begin
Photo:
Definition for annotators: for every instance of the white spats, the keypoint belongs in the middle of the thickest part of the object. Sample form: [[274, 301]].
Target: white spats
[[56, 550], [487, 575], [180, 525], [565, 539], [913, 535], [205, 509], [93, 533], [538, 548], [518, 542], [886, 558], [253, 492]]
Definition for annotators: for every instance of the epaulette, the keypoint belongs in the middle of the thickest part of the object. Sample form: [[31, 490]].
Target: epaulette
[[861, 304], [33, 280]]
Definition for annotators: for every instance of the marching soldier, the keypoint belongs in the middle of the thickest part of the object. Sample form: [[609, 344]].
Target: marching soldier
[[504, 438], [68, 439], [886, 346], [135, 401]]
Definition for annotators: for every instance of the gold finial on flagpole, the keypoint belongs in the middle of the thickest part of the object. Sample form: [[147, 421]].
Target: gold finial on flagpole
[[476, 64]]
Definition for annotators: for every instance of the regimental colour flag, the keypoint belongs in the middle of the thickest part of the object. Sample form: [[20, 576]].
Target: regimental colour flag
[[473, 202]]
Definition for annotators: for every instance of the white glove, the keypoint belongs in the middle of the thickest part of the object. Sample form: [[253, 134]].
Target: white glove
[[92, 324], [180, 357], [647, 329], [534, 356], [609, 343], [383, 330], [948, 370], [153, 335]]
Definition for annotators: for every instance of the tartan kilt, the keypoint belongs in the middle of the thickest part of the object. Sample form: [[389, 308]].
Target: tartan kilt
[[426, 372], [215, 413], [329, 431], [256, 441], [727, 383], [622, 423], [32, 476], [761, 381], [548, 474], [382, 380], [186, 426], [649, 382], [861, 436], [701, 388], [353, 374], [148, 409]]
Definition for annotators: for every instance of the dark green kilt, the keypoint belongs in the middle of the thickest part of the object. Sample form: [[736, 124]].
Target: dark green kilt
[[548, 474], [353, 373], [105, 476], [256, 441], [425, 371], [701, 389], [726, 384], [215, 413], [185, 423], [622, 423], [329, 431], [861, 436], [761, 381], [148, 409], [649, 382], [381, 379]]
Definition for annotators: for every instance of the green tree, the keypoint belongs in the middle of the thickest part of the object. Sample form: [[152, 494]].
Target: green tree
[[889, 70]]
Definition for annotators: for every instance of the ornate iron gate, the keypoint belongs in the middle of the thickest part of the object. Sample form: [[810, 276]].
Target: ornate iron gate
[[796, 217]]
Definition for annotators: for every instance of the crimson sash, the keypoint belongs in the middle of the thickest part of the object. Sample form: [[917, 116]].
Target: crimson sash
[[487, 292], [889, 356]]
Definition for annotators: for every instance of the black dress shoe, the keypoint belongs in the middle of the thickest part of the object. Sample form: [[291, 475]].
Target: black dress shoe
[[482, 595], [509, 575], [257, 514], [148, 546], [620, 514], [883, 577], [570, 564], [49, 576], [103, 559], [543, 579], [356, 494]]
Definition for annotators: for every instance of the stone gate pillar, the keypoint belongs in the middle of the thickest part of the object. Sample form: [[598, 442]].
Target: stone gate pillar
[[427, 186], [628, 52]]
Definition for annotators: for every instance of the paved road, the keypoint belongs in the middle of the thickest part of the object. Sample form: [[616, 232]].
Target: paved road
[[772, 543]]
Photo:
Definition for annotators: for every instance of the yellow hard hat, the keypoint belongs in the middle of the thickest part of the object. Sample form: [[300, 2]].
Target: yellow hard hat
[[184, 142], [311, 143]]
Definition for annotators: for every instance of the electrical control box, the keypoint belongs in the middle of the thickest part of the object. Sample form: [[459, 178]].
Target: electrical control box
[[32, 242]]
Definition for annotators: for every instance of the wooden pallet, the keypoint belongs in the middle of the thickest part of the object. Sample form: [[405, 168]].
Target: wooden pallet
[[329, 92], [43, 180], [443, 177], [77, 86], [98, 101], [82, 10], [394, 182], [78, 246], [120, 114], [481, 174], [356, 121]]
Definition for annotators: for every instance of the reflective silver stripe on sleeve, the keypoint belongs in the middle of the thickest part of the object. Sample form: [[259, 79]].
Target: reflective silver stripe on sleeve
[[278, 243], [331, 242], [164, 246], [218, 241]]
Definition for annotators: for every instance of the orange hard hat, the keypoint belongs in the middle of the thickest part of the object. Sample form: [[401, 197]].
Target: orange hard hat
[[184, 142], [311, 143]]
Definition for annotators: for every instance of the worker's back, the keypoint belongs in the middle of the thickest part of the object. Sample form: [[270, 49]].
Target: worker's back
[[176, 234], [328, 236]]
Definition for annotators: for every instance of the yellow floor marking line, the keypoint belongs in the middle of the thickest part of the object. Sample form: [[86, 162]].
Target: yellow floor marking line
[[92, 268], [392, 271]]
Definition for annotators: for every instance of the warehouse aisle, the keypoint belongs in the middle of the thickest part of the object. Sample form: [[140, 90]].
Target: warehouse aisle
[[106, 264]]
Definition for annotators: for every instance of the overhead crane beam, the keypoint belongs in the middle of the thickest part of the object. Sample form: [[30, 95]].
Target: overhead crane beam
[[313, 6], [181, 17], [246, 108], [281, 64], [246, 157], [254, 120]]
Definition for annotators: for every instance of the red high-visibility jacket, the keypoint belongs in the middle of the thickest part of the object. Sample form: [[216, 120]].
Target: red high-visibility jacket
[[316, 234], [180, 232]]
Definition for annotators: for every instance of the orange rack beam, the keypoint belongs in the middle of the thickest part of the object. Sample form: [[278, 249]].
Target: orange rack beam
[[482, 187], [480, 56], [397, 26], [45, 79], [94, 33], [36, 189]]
end
### Instruction
Write out, as a numbered list with blank lines left out, the part of the items that opens with the line containing "Definition for annotators: for every instance of the warehouse" and runs through the end of the items.

### Correct output
1. Definition for annotators: for every instance of the warehouse aisle, the keypoint belongs in the middle of the thickest part of the object. Sample form: [[140, 90]].
2. Target: warehouse aisle
3. [[106, 264]]
4. Definition for annotators: for every instance of the overhead crane beam, the keypoint belongs in the middle of the thickest part of the object. Sample form: [[30, 95]].
5. Target: overhead crane beam
6. [[313, 6], [181, 17], [246, 108], [281, 64], [246, 157], [254, 120]]
7. Definition for annotators: for every instance of the red high-visibility jacket, the keypoint belongs in the middle of the thickest part of the object. Sample form: [[216, 120]].
8. Target: red high-visibility jacket
9. [[316, 234], [180, 232]]
10. Definition for annotators: for every instance of the orange rack beam, the keypoint belongs in the middle of the thickest part of the object. Sample form: [[278, 249]].
11. Target: orange rack beam
12. [[482, 187], [480, 56], [397, 26], [45, 79], [94, 33], [36, 189]]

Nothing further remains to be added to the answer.